Short task: Rewrite the data below with every instance of "whole pixels" swapped for "integer pixels" and nothing else changed, omitting the pictures.

(Region segmentation data)
· · · · · · ·

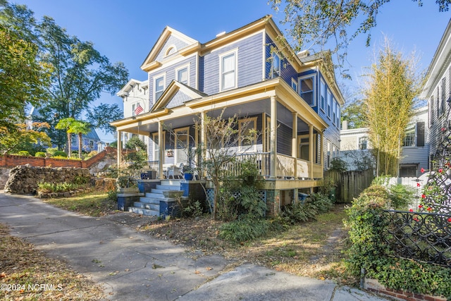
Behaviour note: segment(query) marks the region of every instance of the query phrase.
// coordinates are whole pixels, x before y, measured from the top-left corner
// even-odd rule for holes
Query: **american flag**
[[[136,106],[136,108],[135,109],[135,114],[139,115],[143,111],[144,111],[144,109],[142,109],[142,107],[140,105],[140,104],[138,104],[138,105]]]

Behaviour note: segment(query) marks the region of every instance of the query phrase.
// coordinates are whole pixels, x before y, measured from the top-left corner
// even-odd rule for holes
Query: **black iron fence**
[[[451,267],[451,215],[385,210],[392,254]]]

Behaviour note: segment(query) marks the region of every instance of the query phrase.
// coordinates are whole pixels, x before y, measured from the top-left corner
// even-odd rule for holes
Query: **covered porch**
[[[186,95],[189,100],[180,102]],[[112,125],[116,127],[118,137],[122,133],[132,133],[150,137],[148,152],[152,166],[149,167],[162,179],[165,166],[187,164],[186,145],[204,145],[205,117],[221,113],[225,118],[236,114],[261,133],[249,147],[238,152],[234,164],[227,166],[230,176],[240,172],[240,161],[250,159],[266,180],[265,189],[312,189],[321,185],[323,132],[327,125],[280,78],[211,96],[193,93],[182,84],[171,83],[149,112]],[[194,121],[201,124],[200,130],[194,128]],[[236,147],[240,151],[240,145]],[[122,163],[121,149],[118,140],[118,166]]]

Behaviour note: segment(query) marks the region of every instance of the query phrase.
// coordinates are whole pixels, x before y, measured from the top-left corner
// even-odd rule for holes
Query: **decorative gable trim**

· · · · · · ·

Exercise result:
Behaviour note: segment(query) marks the region of every instance of the query phrase.
// coordinates are integer pixels, x before y, measured from the top-left corner
// even-odd rule for holes
Query: **american flag**
[[[136,106],[136,108],[135,109],[135,114],[139,115],[143,111],[144,111],[144,109],[142,109],[142,107],[140,105],[140,104],[138,104],[138,105]]]

Behaviour note: segment(query) marks the region of every instance of the query phrase.
// coordinates are integer pixels, x before y, measured from the top-left corner
// even-odd rule for holes
Query: **black iron fence**
[[[451,267],[451,215],[385,210],[392,254]]]

Behaviour note: segment(query) marks the region of every instance of the query phrase.
// coordinates are integer pixels, x before y, measured from the top-left corner
// even-odd rule for holes
Query: **covered porch**
[[[186,95],[189,100],[180,102]],[[112,125],[116,127],[118,137],[122,133],[132,133],[150,137],[148,152],[152,166],[149,167],[162,179],[165,166],[187,164],[186,145],[204,145],[205,117],[221,113],[225,118],[236,114],[261,133],[249,147],[238,152],[234,164],[227,166],[230,176],[240,172],[240,161],[250,159],[266,180],[265,189],[312,189],[321,185],[323,132],[327,125],[280,78],[211,96],[193,93],[182,84],[171,83],[149,112]],[[194,121],[201,124],[200,130],[194,128]],[[236,147],[240,151],[240,145]],[[122,163],[121,149],[118,140],[118,166]]]

Behaviour note: segment(query) marks the region of every instance of the query phrase.
// coordinates are integer pixels, x before y, measured from the top-left corner
// even-odd rule for holes
Query: **decorative gable trim**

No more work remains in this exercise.